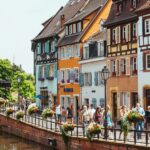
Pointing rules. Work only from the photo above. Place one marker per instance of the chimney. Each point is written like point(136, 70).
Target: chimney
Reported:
point(62, 20)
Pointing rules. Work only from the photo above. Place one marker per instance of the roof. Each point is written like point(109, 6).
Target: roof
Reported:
point(127, 14)
point(54, 26)
point(145, 6)
point(91, 6)
point(75, 38)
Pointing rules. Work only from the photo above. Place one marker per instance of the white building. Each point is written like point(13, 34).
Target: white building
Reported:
point(144, 54)
point(93, 61)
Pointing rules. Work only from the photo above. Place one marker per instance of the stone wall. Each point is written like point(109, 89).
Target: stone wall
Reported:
point(41, 136)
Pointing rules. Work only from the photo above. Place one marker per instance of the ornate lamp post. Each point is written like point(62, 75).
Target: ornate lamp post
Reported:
point(19, 81)
point(105, 76)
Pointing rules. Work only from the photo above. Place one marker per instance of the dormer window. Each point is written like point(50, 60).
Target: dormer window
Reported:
point(66, 30)
point(134, 3)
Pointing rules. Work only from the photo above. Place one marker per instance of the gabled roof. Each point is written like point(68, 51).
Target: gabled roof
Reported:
point(54, 26)
point(127, 13)
point(75, 38)
point(91, 6)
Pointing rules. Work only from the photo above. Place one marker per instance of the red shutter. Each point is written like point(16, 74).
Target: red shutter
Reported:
point(144, 61)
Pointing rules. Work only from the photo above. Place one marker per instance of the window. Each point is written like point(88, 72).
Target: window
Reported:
point(86, 52)
point(147, 26)
point(79, 27)
point(134, 4)
point(134, 65)
point(123, 66)
point(66, 30)
point(148, 62)
point(70, 29)
point(114, 35)
point(51, 70)
point(74, 28)
point(113, 67)
point(124, 32)
point(101, 49)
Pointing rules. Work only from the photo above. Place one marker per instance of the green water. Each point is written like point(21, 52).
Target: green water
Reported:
point(9, 142)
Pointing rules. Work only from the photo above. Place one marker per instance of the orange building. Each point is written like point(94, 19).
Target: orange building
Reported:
point(70, 48)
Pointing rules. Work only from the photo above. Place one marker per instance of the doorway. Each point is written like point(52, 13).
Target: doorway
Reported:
point(114, 108)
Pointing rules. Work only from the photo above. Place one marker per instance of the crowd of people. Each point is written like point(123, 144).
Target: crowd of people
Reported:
point(88, 114)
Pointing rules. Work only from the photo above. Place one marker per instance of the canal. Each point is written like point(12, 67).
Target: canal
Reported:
point(10, 142)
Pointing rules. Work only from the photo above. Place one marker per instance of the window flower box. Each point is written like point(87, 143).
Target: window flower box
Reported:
point(76, 80)
point(68, 80)
point(113, 73)
point(50, 78)
point(41, 79)
point(62, 81)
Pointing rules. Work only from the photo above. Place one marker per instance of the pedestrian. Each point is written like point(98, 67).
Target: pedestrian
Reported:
point(91, 112)
point(58, 114)
point(139, 124)
point(69, 115)
point(123, 112)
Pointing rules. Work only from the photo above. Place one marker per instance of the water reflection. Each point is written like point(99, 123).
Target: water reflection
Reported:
point(9, 142)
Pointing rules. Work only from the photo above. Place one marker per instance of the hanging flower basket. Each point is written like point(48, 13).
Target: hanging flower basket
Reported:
point(134, 117)
point(19, 114)
point(9, 111)
point(92, 129)
point(2, 102)
point(47, 113)
point(32, 110)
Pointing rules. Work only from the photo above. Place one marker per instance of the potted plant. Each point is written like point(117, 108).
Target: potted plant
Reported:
point(9, 111)
point(19, 114)
point(92, 129)
point(32, 110)
point(47, 112)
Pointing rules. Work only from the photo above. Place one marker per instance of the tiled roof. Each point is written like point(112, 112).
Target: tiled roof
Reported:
point(125, 15)
point(91, 6)
point(146, 5)
point(69, 11)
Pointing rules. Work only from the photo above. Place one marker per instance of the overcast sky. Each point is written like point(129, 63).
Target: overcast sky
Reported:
point(20, 22)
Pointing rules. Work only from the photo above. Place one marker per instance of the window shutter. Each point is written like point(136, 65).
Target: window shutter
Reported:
point(108, 36)
point(47, 46)
point(81, 79)
point(129, 32)
point(39, 48)
point(39, 72)
point(109, 65)
point(144, 61)
point(128, 66)
point(47, 69)
point(96, 78)
point(55, 70)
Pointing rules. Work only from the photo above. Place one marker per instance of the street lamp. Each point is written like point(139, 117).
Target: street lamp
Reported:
point(19, 80)
point(105, 76)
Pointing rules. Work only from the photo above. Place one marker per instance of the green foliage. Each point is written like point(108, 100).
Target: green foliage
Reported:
point(11, 72)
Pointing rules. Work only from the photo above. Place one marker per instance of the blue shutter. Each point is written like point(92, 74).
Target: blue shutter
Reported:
point(47, 68)
point(40, 72)
point(47, 46)
point(39, 48)
point(55, 70)
point(96, 78)
point(81, 79)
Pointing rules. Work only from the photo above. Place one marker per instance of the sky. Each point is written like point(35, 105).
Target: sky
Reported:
point(20, 22)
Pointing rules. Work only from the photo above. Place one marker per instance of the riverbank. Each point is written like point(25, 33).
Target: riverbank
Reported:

______________________________

[Problem requirements] Would you retype each line above exactly and skip every image?

[Exercise output]
Pointing rules. Work only from the photo above. Place one marker per instance of the chimney. Each point is written like point(136, 70).
Target: chimney
Reported:
point(62, 20)
Pointing rules. Work only from the photo above. Place one marker per instance of the roof. Each point is written like point(109, 6).
Target: roof
Reported:
point(127, 14)
point(54, 26)
point(145, 6)
point(91, 6)
point(75, 38)
Pointing rules. Work only from the photo above. Place one marker per instance of the white building. Each point is written like point(13, 34).
Target: white building
Reported:
point(144, 54)
point(93, 61)
Pointing rules. Work only from the photo above. Place one marker per instance of the stone wall. Each point is written like point(109, 89).
Target: stone wall
Reported:
point(41, 136)
Pointing rules. Work only from the photo above. Place one marker per instance of the ornate lamp post. Each point is written like point(62, 75).
Target: ornate lamp post
Reported:
point(19, 81)
point(105, 76)
Pointing rules. Work only from the photo above. Place one marker per instance of the dormer window. Each point is written like point(50, 60).
Target: dormer window
Reported:
point(66, 30)
point(134, 3)
Pointing rules. Work only from the photo above. Place one marker per instance of the gabled roof. Each point is written like point(68, 51).
Target: gabled roof
Reported:
point(54, 26)
point(127, 13)
point(75, 38)
point(91, 6)
Pointing rules. Work only from the photo above. Place one marker per instance of the red shutter. Each point is written like point(16, 74).
Target: red shutter
Reported:
point(144, 61)
Pointing rules. Work only from the photo above. Place one marker per instance of the window. Each point is written like point(88, 72).
Target: window
Reported:
point(86, 52)
point(147, 26)
point(79, 27)
point(134, 4)
point(134, 65)
point(123, 66)
point(66, 30)
point(148, 62)
point(70, 29)
point(114, 35)
point(51, 70)
point(74, 28)
point(113, 67)
point(124, 32)
point(101, 49)
Pointing rules. Work only from the photo above. Place one marker per instance of the green water. Each point is written like point(21, 52).
Target: green water
Reported:
point(9, 142)
Pointing rules. Work only from the photo above. Place one marker per instance of the orange building. Each point is written like point(94, 19).
Target: orange building
Reported:
point(70, 48)
Pointing rules. Work only from the photo above. Place one marker per instance of the doorway. Each point is written like point(52, 13).
Target: doorway
Reported:
point(114, 108)
Pointing rules. Work only from the photo above. Place one marker per instance of the crowd of people. Each point is written like point(123, 144).
Target: crowd of people
Reported:
point(88, 114)
Pointing rules. Work only from the photo above. Place one marker per instance of the canal. Each point is written like point(12, 67).
Target: canal
Reported:
point(10, 142)
Pointing rules. Work only from the photo above. Place one marker per instance of the window flower box. Each point is written like point(87, 143).
Target: window flower box
Reported:
point(76, 80)
point(68, 80)
point(113, 73)
point(50, 78)
point(41, 79)
point(62, 81)
Pointing rules. Work only from the photo above. Place one marker per instance of the pedestrian. Each point is written like point(98, 67).
Target: pedestrian
Reported:
point(91, 112)
point(58, 114)
point(139, 124)
point(69, 115)
point(123, 112)
Pointing rules. Work only from the photo above. Place one marker per instance of the water reflection. Each point is written like point(99, 123).
Target: water reflection
Reported:
point(9, 142)
Pointing rules. Work only from the photo above. Place one marker per instance of the hanging flower basket. Each point is written like point(48, 13).
Target: hanging flower basket
Reported:
point(134, 117)
point(19, 114)
point(9, 111)
point(92, 129)
point(2, 102)
point(47, 113)
point(32, 110)
Pointing rules. Work only from the photo above. Place one marker per instance of the potted plant. Each point is written like point(117, 108).
Target: potted plant
Reported:
point(9, 111)
point(19, 114)
point(92, 129)
point(32, 110)
point(47, 112)
Pointing rules. Work only from the photo above. Place one marker per instance of the tiled roof. Each point is written like point(112, 112).
Target: tiled roof
Reported:
point(125, 15)
point(91, 6)
point(146, 5)
point(69, 11)
Pointing rules. Work only from the photo above. Place one marker per instance of the overcast sky. Each point is written like point(129, 63).
Target: overcast sky
Reported:
point(20, 22)
Pointing rules. Work only from the photo above. Place one marker per instance of the window shutter. Each point is written like point(136, 65).
Target: window shutter
Reported:
point(108, 36)
point(47, 46)
point(81, 79)
point(129, 32)
point(39, 48)
point(39, 72)
point(109, 65)
point(144, 61)
point(128, 66)
point(47, 69)
point(96, 78)
point(55, 70)
Pointing rules. Work only from the photo above. Place one marker per instance of the street lamp. Each point is written like point(139, 117).
Target: street lamp
Reported:
point(19, 80)
point(105, 76)
Pointing rules. Work only from the photo above. Place one marker per instance of the green foliage. Each point is written like point(108, 100).
Target: green foliage
Reported:
point(11, 72)
Pointing rules. Work only from the photo above. Place one marker per instance of the blue shutter. Each point is written like point(92, 74).
Target: blue shutter
Reported:
point(47, 68)
point(40, 72)
point(47, 46)
point(39, 48)
point(55, 70)
point(96, 78)
point(81, 79)
Pointing rules. Work only from the photo above. Place one marker per instance of the sky. Each point is written like point(35, 105).
Target: sky
Reported:
point(20, 22)
Pointing rules. Work only from the photo above. Place one marker per instance of the riverbank. Each point is written like point(25, 33).
Target: riverbank
Reported:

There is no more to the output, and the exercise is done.